Assigned task ▸ Revise the blog post's passage starting with "I know that" and going on through "or emotional energy.", putting "Parenthood" in place of "Motherhood".

Document segment ▸
Start of Block

Skip to main content

Before I sleep tonight

All evening, I've been playing the "what was happening a year ago?" game.

At this time last year, I was mostly lying on my side, propped up with pillows, hooked up to IVs in both arms, trying to read magazines, getting groggy from the meds they gave me, waiting for my body to get going on the whole labor thing, and trying not to worry as my blood pressure kept creeping up. At this point in the night, they'd given me a sleeping pill, and while I tried to rest, Matt, too, tried to rest in the uncomfortable chair under the window.

I remarked tonight that the passing of this year is baffling to me. It's not so much that I can't believe Sam is turning one, it's that I cannot believe that another year of life has passed by so quickly. Another year here in Decorah. Another year of pastoring. Another year of marriage. A year full of extraordinary highs and lows.

Perhaps I feel so tender because I'm scared for my dad's scan results tomorrow, which will tell us whether the chemo is doing anything to beat down his cancer (because God knows that it is beating down his poor body). Perhaps I'm feeling emotional about seeing all my family next week for Thanksgiving. Perhaps I am just so very tired from picking up extra tasks at church while my partner in crime is down for the count with Lyme disease. Perhaps acknowledging that my baby is not so much a baby anymore but a toddler is starting to rekindle in me the desire to have a baby all over again.

I know that my life is more complicated than it was a year ago. More exhausting. More energy expended. It is fuller, too. My heart swells every time Sam laughs or leans in to give me kisses. Motherhood and all the other pieces of my life right now feel nothing like I expected them to. I'm learning that I have a greater capacity than I knew to feel conflicting emotions and a greater capacity to function, even on low low amounts of physical or emotional energy.

End of Block

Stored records
Start of Block

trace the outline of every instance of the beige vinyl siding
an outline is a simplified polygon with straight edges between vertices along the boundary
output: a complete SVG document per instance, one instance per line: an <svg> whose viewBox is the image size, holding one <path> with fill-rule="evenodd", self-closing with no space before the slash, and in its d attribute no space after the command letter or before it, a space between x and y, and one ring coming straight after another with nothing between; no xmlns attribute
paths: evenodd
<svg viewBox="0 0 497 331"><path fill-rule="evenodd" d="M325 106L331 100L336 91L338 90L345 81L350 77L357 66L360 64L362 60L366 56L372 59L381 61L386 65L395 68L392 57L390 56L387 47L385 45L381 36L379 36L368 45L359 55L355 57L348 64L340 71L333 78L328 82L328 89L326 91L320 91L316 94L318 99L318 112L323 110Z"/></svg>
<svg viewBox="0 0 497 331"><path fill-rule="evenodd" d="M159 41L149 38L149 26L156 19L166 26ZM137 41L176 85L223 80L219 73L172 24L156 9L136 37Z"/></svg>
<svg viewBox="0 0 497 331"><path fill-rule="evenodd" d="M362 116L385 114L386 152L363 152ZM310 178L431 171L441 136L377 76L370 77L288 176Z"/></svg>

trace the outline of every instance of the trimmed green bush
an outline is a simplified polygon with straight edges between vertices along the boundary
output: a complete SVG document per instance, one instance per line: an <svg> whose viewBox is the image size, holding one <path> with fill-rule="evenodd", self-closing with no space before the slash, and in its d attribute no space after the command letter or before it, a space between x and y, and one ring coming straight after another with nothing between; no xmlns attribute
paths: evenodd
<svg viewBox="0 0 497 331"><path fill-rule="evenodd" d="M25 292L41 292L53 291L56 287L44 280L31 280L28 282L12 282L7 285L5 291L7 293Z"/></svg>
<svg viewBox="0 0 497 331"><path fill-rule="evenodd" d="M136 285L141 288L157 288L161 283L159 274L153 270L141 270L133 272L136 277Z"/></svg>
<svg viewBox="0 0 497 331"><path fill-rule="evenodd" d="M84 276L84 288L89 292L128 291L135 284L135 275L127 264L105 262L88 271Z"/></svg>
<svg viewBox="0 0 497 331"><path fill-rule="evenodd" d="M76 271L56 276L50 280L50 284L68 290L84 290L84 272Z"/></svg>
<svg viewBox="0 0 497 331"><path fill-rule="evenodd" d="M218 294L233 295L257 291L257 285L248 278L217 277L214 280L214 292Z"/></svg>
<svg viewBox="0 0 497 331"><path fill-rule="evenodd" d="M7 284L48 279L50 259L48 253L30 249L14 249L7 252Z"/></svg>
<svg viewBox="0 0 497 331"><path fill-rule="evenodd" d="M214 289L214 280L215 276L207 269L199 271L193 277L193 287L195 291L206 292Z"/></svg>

End of Block

Answer space ▸
I know that my life is more complicated than it was a year ago. More exhausting. More energy expended. It is fuller, too. My heart swells every time Sam laughs or leans in to give me kisses. Parenthood and all the other pieces of my life right now feel nothing like I expected them to. I'm learning that I have a greater capacity than I knew to feel conflicting emotions and a greater capacity to function, even on low low amounts of physical or emotional energy.